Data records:
··········

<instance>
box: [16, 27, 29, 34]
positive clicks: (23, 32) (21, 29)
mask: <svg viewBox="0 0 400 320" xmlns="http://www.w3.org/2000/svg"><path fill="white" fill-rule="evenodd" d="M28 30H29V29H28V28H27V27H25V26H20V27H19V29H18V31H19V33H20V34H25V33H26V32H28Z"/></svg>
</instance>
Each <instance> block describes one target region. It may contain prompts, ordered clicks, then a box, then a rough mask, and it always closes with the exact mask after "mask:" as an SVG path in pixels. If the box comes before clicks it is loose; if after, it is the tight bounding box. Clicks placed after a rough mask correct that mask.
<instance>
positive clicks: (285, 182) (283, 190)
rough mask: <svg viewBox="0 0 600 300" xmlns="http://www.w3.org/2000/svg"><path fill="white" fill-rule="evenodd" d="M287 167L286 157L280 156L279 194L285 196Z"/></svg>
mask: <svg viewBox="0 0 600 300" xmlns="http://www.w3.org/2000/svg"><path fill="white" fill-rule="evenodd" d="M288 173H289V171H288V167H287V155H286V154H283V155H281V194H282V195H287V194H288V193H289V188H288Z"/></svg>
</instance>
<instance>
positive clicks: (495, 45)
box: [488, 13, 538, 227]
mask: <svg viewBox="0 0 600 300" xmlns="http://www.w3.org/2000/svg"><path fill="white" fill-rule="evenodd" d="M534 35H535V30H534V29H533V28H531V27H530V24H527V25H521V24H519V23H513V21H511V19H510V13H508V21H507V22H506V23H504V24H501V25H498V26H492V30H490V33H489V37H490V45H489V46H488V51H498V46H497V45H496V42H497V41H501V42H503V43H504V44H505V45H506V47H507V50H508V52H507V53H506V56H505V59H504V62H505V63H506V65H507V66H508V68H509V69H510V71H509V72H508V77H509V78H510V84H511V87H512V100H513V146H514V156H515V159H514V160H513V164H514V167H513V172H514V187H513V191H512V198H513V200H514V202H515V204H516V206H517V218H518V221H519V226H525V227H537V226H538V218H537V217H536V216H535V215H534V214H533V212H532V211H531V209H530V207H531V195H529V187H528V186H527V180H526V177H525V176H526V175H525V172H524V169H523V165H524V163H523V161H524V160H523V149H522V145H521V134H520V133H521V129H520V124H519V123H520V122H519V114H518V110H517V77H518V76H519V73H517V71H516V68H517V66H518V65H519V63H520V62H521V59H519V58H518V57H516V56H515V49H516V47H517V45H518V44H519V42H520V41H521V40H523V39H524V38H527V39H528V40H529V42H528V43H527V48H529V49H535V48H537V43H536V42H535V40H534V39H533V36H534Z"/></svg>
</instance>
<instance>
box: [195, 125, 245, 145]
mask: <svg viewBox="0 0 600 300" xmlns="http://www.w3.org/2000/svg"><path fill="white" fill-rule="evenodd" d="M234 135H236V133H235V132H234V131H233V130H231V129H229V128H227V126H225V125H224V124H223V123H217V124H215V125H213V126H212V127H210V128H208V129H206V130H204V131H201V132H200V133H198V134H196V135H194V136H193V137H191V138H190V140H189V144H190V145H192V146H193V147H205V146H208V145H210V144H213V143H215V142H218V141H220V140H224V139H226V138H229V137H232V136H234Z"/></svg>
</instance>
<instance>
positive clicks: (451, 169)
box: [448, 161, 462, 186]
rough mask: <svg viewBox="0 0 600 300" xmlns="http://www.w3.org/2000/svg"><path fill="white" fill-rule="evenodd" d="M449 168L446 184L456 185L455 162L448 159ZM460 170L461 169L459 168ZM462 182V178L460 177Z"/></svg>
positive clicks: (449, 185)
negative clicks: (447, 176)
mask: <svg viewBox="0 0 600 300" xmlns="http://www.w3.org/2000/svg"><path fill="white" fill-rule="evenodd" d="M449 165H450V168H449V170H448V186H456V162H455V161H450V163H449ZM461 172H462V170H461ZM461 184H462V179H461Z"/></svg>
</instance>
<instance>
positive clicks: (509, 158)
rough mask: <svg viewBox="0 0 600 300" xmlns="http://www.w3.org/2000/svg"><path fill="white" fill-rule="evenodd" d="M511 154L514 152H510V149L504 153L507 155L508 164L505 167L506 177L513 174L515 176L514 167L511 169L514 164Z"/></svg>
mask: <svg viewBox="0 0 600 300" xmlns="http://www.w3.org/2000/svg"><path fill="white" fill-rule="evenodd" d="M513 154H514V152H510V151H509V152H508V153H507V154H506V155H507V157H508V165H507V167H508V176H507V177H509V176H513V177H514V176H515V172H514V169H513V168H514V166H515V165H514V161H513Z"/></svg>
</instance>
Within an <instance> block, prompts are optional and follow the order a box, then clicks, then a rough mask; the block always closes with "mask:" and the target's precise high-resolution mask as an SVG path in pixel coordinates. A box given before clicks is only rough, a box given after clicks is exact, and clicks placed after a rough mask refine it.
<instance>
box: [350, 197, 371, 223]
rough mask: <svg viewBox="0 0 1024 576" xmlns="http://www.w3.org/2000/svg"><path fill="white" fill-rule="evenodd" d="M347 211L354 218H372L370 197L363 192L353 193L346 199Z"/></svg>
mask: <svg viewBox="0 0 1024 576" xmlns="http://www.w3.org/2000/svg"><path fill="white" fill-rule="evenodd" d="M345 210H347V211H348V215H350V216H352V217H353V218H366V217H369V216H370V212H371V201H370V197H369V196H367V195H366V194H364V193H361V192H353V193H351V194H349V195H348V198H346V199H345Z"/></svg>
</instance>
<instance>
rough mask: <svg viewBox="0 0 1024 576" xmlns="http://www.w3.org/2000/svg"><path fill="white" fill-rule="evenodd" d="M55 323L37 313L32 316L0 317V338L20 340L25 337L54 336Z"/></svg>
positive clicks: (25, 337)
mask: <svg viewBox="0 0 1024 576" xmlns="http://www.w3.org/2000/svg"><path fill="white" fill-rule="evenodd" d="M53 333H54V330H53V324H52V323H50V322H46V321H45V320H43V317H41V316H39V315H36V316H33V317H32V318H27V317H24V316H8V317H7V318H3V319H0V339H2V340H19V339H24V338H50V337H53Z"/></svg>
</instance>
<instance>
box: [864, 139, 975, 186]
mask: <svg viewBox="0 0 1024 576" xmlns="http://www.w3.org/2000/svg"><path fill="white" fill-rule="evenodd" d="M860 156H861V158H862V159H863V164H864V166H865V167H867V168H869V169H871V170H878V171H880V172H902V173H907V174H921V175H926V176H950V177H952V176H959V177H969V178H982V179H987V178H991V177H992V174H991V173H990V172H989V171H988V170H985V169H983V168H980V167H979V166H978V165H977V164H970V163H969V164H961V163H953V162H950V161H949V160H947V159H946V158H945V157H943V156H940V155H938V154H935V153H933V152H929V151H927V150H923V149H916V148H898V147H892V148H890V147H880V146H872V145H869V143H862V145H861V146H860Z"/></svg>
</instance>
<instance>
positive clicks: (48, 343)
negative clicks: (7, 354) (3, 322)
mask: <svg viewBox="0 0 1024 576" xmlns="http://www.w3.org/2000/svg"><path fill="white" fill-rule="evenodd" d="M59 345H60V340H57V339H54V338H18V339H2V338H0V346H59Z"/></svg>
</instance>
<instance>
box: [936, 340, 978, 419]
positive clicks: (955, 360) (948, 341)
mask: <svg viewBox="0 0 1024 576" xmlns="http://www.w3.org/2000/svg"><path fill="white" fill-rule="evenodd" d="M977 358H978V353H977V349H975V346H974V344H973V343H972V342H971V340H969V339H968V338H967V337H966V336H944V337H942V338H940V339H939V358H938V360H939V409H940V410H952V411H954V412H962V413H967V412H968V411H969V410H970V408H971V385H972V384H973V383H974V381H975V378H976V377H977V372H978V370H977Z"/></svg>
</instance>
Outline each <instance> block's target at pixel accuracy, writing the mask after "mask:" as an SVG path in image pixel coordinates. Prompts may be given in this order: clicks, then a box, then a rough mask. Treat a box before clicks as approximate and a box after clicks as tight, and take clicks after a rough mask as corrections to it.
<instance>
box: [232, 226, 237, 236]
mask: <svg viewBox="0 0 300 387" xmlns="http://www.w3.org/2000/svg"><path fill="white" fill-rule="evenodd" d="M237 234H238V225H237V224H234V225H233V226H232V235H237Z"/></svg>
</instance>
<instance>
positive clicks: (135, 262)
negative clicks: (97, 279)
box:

··········

**Work task**
Nothing but a number is expected: how many lines in the data above hold the word "always".

**Solution for this exercise**
2